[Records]
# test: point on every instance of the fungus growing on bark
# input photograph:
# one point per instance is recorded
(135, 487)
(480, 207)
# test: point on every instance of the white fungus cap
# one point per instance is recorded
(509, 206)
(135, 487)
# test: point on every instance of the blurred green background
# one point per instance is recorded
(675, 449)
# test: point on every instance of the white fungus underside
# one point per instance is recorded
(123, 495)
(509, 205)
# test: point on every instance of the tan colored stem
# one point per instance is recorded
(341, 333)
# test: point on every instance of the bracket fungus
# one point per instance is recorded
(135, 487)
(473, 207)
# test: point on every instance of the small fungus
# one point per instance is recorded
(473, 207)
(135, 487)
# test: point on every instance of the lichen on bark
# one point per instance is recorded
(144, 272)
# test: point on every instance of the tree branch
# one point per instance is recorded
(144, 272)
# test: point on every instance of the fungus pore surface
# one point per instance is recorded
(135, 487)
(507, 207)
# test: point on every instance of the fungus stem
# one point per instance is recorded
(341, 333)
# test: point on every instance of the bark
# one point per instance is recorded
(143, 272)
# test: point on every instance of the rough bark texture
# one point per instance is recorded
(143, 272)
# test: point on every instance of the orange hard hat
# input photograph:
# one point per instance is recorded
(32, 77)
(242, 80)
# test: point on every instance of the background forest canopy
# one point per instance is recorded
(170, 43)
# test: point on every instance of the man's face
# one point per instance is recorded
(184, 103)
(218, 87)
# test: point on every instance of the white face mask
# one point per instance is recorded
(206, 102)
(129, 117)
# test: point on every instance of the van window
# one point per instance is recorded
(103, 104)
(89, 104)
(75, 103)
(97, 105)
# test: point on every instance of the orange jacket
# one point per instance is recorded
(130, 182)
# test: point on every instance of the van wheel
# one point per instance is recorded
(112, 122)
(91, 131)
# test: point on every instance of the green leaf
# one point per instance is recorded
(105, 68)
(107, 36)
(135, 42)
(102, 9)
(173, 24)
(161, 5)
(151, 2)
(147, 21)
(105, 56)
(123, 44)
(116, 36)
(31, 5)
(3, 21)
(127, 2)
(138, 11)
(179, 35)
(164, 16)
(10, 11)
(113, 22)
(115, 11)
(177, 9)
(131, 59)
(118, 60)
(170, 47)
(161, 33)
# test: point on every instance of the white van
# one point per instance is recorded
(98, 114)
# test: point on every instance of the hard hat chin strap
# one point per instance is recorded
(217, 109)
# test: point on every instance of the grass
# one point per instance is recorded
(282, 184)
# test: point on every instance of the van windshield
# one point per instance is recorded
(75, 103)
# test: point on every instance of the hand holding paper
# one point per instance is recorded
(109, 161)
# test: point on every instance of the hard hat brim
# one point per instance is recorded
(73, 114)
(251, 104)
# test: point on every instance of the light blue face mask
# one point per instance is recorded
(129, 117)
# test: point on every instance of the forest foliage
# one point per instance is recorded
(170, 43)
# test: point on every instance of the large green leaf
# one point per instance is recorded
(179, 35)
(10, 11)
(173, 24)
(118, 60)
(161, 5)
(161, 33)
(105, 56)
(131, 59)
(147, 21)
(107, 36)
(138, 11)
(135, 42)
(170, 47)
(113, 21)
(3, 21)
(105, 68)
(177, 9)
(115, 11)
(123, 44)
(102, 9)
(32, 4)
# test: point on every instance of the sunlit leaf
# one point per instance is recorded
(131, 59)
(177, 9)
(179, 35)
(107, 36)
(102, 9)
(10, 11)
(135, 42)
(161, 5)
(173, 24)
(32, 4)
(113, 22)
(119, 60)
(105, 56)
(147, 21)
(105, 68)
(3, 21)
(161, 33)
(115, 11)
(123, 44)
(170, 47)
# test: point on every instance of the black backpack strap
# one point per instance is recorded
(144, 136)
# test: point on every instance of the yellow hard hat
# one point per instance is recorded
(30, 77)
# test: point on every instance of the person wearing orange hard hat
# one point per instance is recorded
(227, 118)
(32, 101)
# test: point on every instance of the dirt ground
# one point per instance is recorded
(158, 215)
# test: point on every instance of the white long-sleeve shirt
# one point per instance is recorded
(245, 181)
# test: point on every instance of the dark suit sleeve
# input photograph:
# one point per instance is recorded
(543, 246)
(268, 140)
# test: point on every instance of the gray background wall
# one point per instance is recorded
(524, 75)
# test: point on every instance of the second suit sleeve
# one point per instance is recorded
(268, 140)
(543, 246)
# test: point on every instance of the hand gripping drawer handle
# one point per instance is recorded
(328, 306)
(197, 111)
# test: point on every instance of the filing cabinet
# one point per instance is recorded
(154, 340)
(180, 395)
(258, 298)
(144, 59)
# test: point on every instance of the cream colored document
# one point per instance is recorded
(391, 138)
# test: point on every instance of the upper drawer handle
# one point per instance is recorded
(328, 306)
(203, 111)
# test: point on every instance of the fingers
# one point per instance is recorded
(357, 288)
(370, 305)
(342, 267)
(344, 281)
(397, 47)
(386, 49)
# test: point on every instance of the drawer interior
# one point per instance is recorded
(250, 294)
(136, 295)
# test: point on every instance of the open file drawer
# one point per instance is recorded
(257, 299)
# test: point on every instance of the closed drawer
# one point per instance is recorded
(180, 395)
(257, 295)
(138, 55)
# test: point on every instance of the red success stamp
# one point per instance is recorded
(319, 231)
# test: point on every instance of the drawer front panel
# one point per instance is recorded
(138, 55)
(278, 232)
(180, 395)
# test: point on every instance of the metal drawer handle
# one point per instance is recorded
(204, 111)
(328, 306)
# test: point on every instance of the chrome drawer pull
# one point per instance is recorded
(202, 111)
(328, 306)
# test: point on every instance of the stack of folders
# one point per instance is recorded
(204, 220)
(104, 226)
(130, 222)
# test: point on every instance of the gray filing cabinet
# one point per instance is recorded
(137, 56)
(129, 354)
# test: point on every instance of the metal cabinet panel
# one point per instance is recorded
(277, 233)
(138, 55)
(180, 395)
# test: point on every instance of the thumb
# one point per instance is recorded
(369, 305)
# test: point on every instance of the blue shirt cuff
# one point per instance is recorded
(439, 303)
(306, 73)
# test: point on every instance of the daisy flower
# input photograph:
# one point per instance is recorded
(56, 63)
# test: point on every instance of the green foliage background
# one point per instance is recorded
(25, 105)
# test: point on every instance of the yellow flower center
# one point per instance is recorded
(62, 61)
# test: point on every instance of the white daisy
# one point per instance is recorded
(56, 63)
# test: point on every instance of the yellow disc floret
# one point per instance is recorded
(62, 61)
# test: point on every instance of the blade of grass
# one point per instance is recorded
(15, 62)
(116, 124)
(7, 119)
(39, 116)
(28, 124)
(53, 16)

**Exercise task**
Your task is to repeat the data exactly, with nothing left out.

**Solution**
# test: point on every instance of the fungus growing on bark
# input photograph:
# one point per instance is recorded
(135, 487)
(480, 207)
# test: point on every instance of the white fungus cap
# one point per instance is recorded
(509, 206)
(135, 487)
# test: point on every instance of the blurred green background
# one point per instance is recorded
(675, 449)
# test: point on every instance of the white fungus underside
# one point per instance is recorded
(123, 495)
(509, 205)
# test: point on every instance of the tan colored stem
# one point per instance is recorded
(341, 333)
# test: point on every instance of the bracket fungus
# one point per instance is recorded
(135, 487)
(473, 207)
# test: point on every instance of the small fungus
# one point per instance is recorded
(473, 207)
(135, 487)
# test: point on every instance of the lichen on bark
# one point per instance is recorded
(144, 272)
# test: point on every instance of the tree branch
# one point per instance is recorded
(144, 272)
# test: point on every instance of the fungus pore surface
# one point per instance is recorded
(135, 487)
(507, 207)
# test: point on every instance of the fungus stem
# one point per instance is recorded
(341, 333)
# test: point on every instance of the bark
# one point per instance is recorded
(143, 272)
# test: point on every instance of the rough bark texture
# one point per instance is recorded
(143, 272)
# test: point on every instance of the orange hard hat
# input photograph:
# one point per instance is recorded
(32, 77)
(242, 80)
# test: point on every instance of the background forest canopy
# one point per instance is recorded
(170, 43)
# test: point on every instance of the man's face
# one point per instance is recorded
(184, 103)
(218, 87)
# test: point on every instance of the white face mask
# one point per instance is recorded
(206, 102)
(129, 117)
# test: point on every instance of the van window
# one point per instance is recorded
(103, 104)
(89, 104)
(75, 103)
(97, 105)
# test: point on every instance of the orange jacket
# one point per instance is recorded
(130, 182)
# test: point on every instance of the van wheel
# one point per instance is recorded
(112, 122)
(91, 131)
# test: point on every instance of the green leaf
# one point per instance is recorded
(105, 68)
(107, 36)
(135, 42)
(102, 9)
(173, 24)
(161, 5)
(151, 2)
(147, 21)
(105, 56)
(123, 44)
(116, 36)
(31, 5)
(3, 21)
(127, 2)
(138, 11)
(179, 35)
(164, 16)
(10, 11)
(113, 22)
(115, 11)
(177, 9)
(131, 59)
(118, 60)
(170, 47)
(161, 33)
# test: point on every instance of the white van
# one point per instance is recorded
(98, 114)
# test: point on every instance of the hard hat chin strap
# one point per instance is recorded
(217, 109)
# test: point on every instance of the grass
# one point per instance is recorded
(282, 184)
# test: point on every instance of the van windshield
# one point per instance is recorded
(75, 103)
# test: point on every instance of the hand holding paper
# one point per instance is recorded
(109, 161)
# test: point on every instance of the hard hat brim
# one point per instance is recorded
(73, 114)
(251, 104)
# test: point on every instance of the light blue face mask
# one point per instance is recorded
(129, 117)
# test: point on every instance of the forest foliage
# one point per instance is recorded
(170, 43)
# test: point on every instance of the large green leaf
# one point per instance is recorded
(179, 35)
(10, 11)
(173, 24)
(118, 60)
(161, 5)
(161, 33)
(105, 56)
(131, 59)
(147, 21)
(107, 36)
(138, 11)
(135, 42)
(170, 47)
(113, 21)
(3, 21)
(105, 68)
(177, 9)
(115, 11)
(123, 44)
(102, 9)
(32, 4)
# test: point on every instance of the sunlit leaf
# one point per instance is recorded
(131, 59)
(177, 9)
(179, 35)
(107, 36)
(102, 9)
(10, 11)
(135, 42)
(161, 5)
(173, 24)
(32, 4)
(113, 22)
(119, 60)
(105, 56)
(147, 21)
(105, 68)
(3, 21)
(161, 33)
(115, 11)
(123, 44)
(170, 47)
# test: point on every instance of the black backpack strap
# one point per instance is recorded
(144, 136)
# test: point on every instance of the yellow hard hat
# one point per instance is recorded
(30, 77)
# test: point on every instance of the person wearing orange hard hat
# one point per instance is recorded
(227, 118)
(32, 101)
# test: point on every instance of the dirt ground
# one point per instance is recorded
(158, 215)
# test: point on every instance of the white long-sleeve shirt
# one point per instance is recorded
(245, 181)
# test: point on every instance of the dark suit sleeve
# input photograph:
# one point per instance is recorded
(543, 246)
(268, 140)
# test: point on every instance of the gray background wall
# one point per instance is recorded
(524, 75)
# test: point on every instance of the second suit sleeve
# one point per instance is recorded
(268, 140)
(543, 246)
# test: point on every instance of the hand gripping drawer handle
# one point per instance is recorded
(328, 306)
(197, 111)
# test: point on every instance of the filing cabinet
# one point per instance is recorded
(154, 340)
(180, 395)
(258, 298)
(144, 59)
# test: point on every instance of the cream colored document
# one point per instance is recorded
(391, 138)
# test: point on every instance of the upper drawer handle
# one point per instance is recorded
(328, 306)
(203, 111)
# test: point on every instance of the fingers
# one point per instance is recorded
(357, 288)
(370, 305)
(342, 267)
(344, 281)
(397, 47)
(386, 49)
# test: point on every instance of the drawer interior
# one point per instance is recorded
(250, 294)
(136, 295)
# test: point on every instance of the open file drawer
# one point per instance is recorded
(257, 299)
# test: point on every instance of the closed drawer
# one point per instance is recorded
(180, 395)
(257, 295)
(138, 55)
# test: point on every instance of the red success stamp
# one point per instance is recorded
(319, 231)
# test: point on every instance of the drawer front panel
# one point per instance is recorded
(138, 55)
(278, 232)
(180, 395)
# test: point on every instance of the metal drawer handle
# one point per instance is recorded
(204, 111)
(328, 306)
# test: point on every instance of the chrome drawer pull
# one point per instance is recorded
(202, 111)
(328, 306)
# test: point on every instance of the stack of folders
# one point per instance is recorded
(204, 220)
(104, 226)
(130, 222)
# test: point on every instance of the gray filing cabinet
# one point per instance is recorded
(137, 56)
(129, 354)
# test: point on every instance of the metal cabinet panel
# one point per instance is recorded
(277, 233)
(138, 55)
(180, 395)
# test: point on every instance of the thumb
# one point per instance is recorded
(369, 305)
# test: point on every instance of the blue shirt cuff
# one point per instance is recorded
(439, 303)
(306, 73)
# test: point on every instance of the daisy flower
# input photograph:
# one point per instance is recorded
(56, 63)
# test: point on every instance of the green foliage background
# one point per instance is recorded
(25, 105)
# test: point on every instance of the yellow flower center
# one point per instance is recorded
(62, 61)
# test: point on every instance of the white daisy
# one point per instance is recorded
(56, 63)
# test: point on every instance of the yellow disc floret
# one point per instance is recorded
(62, 61)
# test: point on every instance of the blade of grass
# one point per instance is recorded
(15, 62)
(116, 124)
(7, 119)
(39, 116)
(28, 124)
(53, 16)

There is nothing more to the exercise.